● Task item A: Decide whether each statement agrees with the fish-pepper passage, which appears before the data. Answer yes or no for each and quote the passage's deciding words. (i) The opponent's ankle breaks on the clay. (ii) The back of the quilt carries a signature reading "An Open Book." (iii) Nicholas Rogers's son sells much of the land to the City of Baltimore.
● Task item B: Write a continuation of the fish-pepper passage, not the data, starting after its last sentence.

● Source text:
>>

A violent slice shot. Our opponent slides across the clay. Their ankle looks like it should break, but it doesn’t.

The Gee’s Bend quiltmakers, from deep in Alabama’s rural Black Belt, clap and sing a song as they prepare a geometric quilt piece for our parents to bring me as a gift. A signature on the back says “An Open Book” in honor of our degree in creative nonfiction.

The music, from the mouths of strangers, is intrinsic and indomitable, like a current of the Patapsco River, washing away our lactic acid. Their stitches suture our muscles. We can fight on.

40-30.

Enslaved Africans grow fish peppers near the Chesapeake Bay to stave off joint pain.

Nicholas Rogers plants his trees on the lands of the Susquehannock Indians, frees his slaves, constructs a mansion, and passes the land to his son, who sells much of it to the City of Baltimore.

The fish pepper disappears from gardens. There is a brief ellipsis before they are rediscovered and preserved by African American communities. Stubborn as the seeds tend to be, they’re never truly gone, even when mistakenly labeled, or their roots purposefully hidden.

<<

● Collected data:
>>

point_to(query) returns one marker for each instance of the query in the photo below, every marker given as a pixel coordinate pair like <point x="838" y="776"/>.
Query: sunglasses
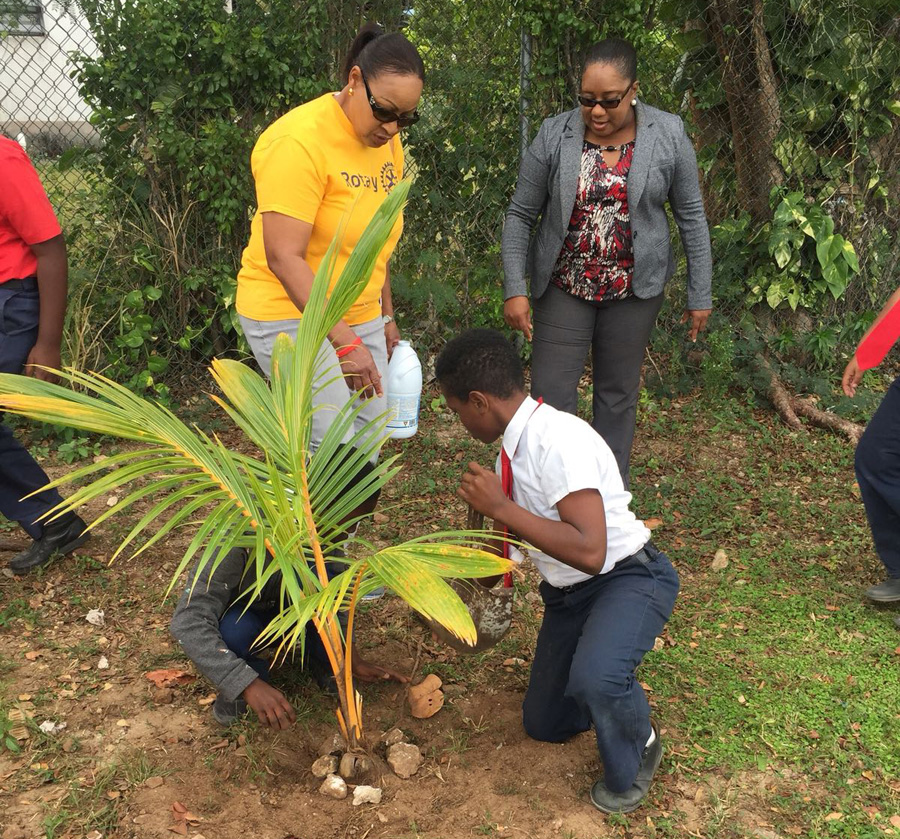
<point x="606" y="104"/>
<point x="385" y="115"/>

<<

● Output A:
(i) No: "Their ankle looks like it should break, but it doesn’t."
(ii) Yes: "A signature on the back says “An Open Book” in honor of our degree in creative nonfiction."
(iii) Yes: "passes the land to his son, who sells much of it to the City of Baltimore."

● Output B:
After we walk across the stage and receive our diploma, our parents take us to Woodberry Kitchen where we splash their red Snake Oil hot sauce, made from rejuvenated fish pepper crops, into our oysters and soupy beans that we eat with buttery brown bread.

Deuce.

Or “Égalité!” as an announcer of the French Open calls out. Égalité, defined in many ways: the characteristic of that which is equal; equality of the forces present; equality before the law; equality of two numbers; a balanced equilibrium in one’s humor.*

A battle of wills, or vigor, or patience, of an eagle eye sensing blood at a pulse to tear open from across the court.


Break Point (Ad-In).

As we drive to our cousin’s property in North Carolina, past horse barns, though our cousins have never ridden, the similarities between houses are dizzying. They weigh down earth that used to be a plantation, acres of hiking, a golf course, and a pond for catching frogs, now places to sleep with the skeletons of our foremothers.

We catch tennis star Naomi Osaka’s interview after her French Open defeat.

She’s built up something high and fallen low. “Literally I don’t know why you guys are always so kind to me,” she writes in an Instagram post about Nike, who sponsored her style.**

Points are continuously wrestled every day, bleeding into games, into break points, and so on, clay courts staining knees coppery.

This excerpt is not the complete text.